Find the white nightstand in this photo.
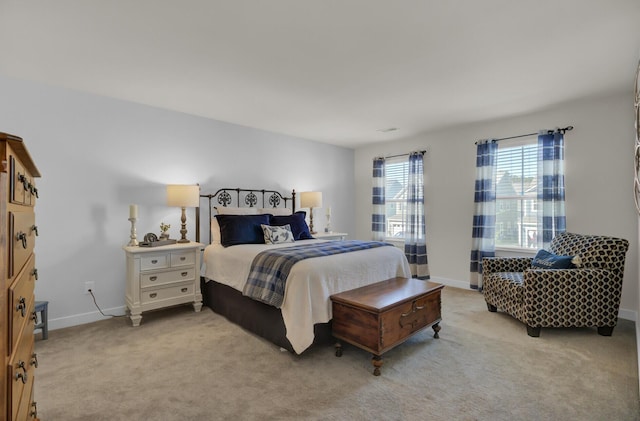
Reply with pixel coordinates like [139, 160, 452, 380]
--
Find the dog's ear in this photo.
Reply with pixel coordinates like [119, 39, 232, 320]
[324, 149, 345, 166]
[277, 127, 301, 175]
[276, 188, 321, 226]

[Task item]
When you reach the line containing "Find the white nightstand in this photo." in the entries above, begin restating word for word, and stop once the line containing "Reply with pixel coordinates like [139, 160, 452, 380]" has been given. Omit the pictures.

[Response]
Find the white nightstand in this photo.
Reply with pixel coordinates like [139, 160, 452, 380]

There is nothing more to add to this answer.